Now that we’ve seen how wavelets can be applied, how do they work? There are many types of wavelets, however a popular choice (and used by the {wsyn} package) is the complex Morlet wavelet. A complex wavelet has a real component and an imaginary component, allowing us to separate the amplitude and the phase of a signal respectively (see below for a demonstration of phase agreement). For now, let’s plot the real part of a Morlet wavelet:


# create a function to calculate Morlet wavelet; 'a' is wavelet scale, which
# allows us to 'squeeze' and 'stretch' the wavelet, see Addison (2002) for
# technical details
morlet_wavelet <- function(t, a = 1) {

  # central frequency, controls number of 'waveforms' in the wavelet. 0.849 is
  # commonly used, which makes the two adjacent vertical peaks one half the
  # height of the central peak
  central_freq <- 0.849 
  
  # angular frequency
  angular_freq <- 2 * pi * central_freq

  real_part <- (pi^(-1/4)) *   # normalization factor, allows wavelets 
                               # of different scales to be compared
                 cos(angular_freq * t/a) *  # the 'real part' of the Morlet Wavelet, 
                                            # creates the 'waves' 
                                            # that we see in the plot
                 exp(-(t/a)^2 / 2)   # a Gaussian bell curve with mean = 0 and
                                     # standard dev = 1, 'confines' the waves from above
 
  data.frame(Time = t, Amplitude = real_part)   # save output as a data frame
}

# time vector
time <- seq(-15, 15, by = 0.01)

# set wavelet scale 'a'
wavelet_scale_1 <- 4

# compute wavelet 
wavelet_1 <- morlet_wavelet(time, a = wavelet_scale_1)
 
p1 <- ggplot(wavelet_1, aes(x = Time, y = Amplitude)) +
  geom_line(color = "green", size = 1) +
  labs(title = paste("Morlet wavelet (Scale =", wavelet_scale_1, ")"),
       x = "Time",
       y = "Amplitude") + 
  theme_bw() +
  theme(aspect.ratio = 1,
        panel.grid = element_blank())

# set larger wavelet scale (longer period)
wavelet_scale_2 <- 10

# compute wavelet 
wavelet_2 <- morlet_wavelet(time, a = wavelet_scale_2)

**WHAT YOU WILL DO:**
a) Answer each question from the Morlet wavelet tutorial:
(i) Which package does the Morlet wavelet tutorial say uses the complex Morlet wavelet?
(ii) What value is assigned to the central frequency?
(iii) To what value is the second, larger wavelet scale set?
b) Continue the Morlet wavelet tutorial from its final line.

**MATERIAL SHOWN:**
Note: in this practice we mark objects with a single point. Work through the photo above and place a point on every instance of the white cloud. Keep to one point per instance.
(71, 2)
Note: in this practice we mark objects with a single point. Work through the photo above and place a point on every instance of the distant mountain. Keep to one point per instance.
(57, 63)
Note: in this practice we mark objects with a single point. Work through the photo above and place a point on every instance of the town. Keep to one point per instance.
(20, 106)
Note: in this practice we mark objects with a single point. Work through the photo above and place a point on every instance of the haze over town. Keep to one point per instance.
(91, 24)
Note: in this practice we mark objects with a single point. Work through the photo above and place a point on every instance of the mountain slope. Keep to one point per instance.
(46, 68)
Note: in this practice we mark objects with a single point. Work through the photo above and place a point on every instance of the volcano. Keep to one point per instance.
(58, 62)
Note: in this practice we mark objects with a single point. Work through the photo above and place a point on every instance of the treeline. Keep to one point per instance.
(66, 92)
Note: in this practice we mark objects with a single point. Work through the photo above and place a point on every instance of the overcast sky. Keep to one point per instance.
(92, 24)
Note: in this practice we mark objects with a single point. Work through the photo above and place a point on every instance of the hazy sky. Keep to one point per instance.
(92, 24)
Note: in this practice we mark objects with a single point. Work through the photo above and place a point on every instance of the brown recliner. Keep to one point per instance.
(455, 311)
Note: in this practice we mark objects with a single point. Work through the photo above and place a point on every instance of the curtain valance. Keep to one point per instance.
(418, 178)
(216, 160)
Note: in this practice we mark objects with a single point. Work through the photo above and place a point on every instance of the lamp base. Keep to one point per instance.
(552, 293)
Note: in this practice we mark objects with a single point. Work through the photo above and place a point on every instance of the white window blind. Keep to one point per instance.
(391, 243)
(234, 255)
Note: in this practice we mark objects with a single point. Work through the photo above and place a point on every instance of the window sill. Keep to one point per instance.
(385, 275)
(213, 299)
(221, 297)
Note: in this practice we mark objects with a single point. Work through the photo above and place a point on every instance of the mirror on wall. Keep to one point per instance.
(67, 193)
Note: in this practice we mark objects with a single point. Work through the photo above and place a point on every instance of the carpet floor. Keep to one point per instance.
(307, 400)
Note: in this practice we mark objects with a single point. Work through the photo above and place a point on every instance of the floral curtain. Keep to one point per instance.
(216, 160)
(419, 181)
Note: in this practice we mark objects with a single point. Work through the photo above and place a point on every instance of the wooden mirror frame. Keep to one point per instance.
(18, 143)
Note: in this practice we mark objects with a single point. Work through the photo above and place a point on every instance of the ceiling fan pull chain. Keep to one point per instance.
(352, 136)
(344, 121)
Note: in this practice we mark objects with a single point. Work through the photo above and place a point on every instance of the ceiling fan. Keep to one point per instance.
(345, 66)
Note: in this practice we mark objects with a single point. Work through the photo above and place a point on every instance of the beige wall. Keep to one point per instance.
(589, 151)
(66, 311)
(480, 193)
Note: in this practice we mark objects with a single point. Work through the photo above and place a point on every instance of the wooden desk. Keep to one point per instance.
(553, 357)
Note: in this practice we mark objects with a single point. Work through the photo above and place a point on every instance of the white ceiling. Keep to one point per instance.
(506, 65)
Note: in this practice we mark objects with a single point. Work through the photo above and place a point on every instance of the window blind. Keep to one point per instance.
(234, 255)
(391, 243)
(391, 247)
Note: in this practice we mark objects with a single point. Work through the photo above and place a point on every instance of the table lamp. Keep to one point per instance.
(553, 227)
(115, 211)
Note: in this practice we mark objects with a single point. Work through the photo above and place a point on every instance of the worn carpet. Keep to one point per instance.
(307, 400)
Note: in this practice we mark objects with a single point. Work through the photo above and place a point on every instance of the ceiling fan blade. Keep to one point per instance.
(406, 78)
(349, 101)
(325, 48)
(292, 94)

**ANSWERS TO THE EXERCISE:**
a)
(i) The {wsyn} package.
(ii) 0.849.
(iii) 10.

b)
p2 <- ggplot(wavelet_2, aes(x = Time, y = Amplitude)) +
  geom_line(color = "red", size = 1) +
  labs(title = paste("Morlet wavelet (Scale =", wavelet_scale_2, ")"),
       x = "Time",
       y = "Amplitude") + 
  theme_bw() +
  theme(aspect.ratio = 1,
        panel.grid = element_blank())

# patch plots together with patchwork
p1 + p2

Two Morlet waveletes, one with scale 4, and the other with scale 10.

As seen above, the period of a wavelet is proportional to the scale parameter (Cazelles, 2008). Smaller scale parameters produce shorter periods, suitable for characterizing shorter timescales, while larger scale parameters produce longer periods, suitable for characterizing longer timescales. Wavelets are ‘matched’ to a signal by modifying the scale of the wavelet to match the period of the signal. For our purposes, we will demonstrate this visually, for a technical explanation, see Addison (2002).

Using our short (4 unit period) and long (10 unit period) signals from the first example, we will align the two wavelets that we made above with both signals:


# overlay wavelets on short signal, add a constant to each wavelet to align with
# signal; convert short signal to a data frame
p3 <- data.frame(value = ts1_short,   
                 time = times) %>% 
  
  # plot, scale by 0.8 for visualization purposes
  ggplot(aes(x = time, y = value*.8)) +   
  
  # short timescale signal (4 unit period)
  geom_line(color = 'navy', size = 1.5) +  
  
  # wavelet with smaller scale
  geom_line(data = wavelet_1, aes(x = time + 13, y = Amplitude), 
            color = 'green', size = 1) +   
  
  # wavelet with larger scale
  geom_line(data = wavelet_2, aes(x = time + 53, y = Amplitude), 
            color = 'red', size = 1) +     
  theme_bw(base_size = 12) +
  
  
  scale_x_continuous(expand = c(0,0)) +   
  theme(panel.grid.major.y = element_blank(),
        panel.grid.minor.y = element_blank(),
        aspect.ratio = .2) +
  # crop plot for visualization purposes
  coord_cartesian(xlim = c(0,70)) +    
  labs(title = 'Short timescale signal (4 unit period)',
       y = 'value')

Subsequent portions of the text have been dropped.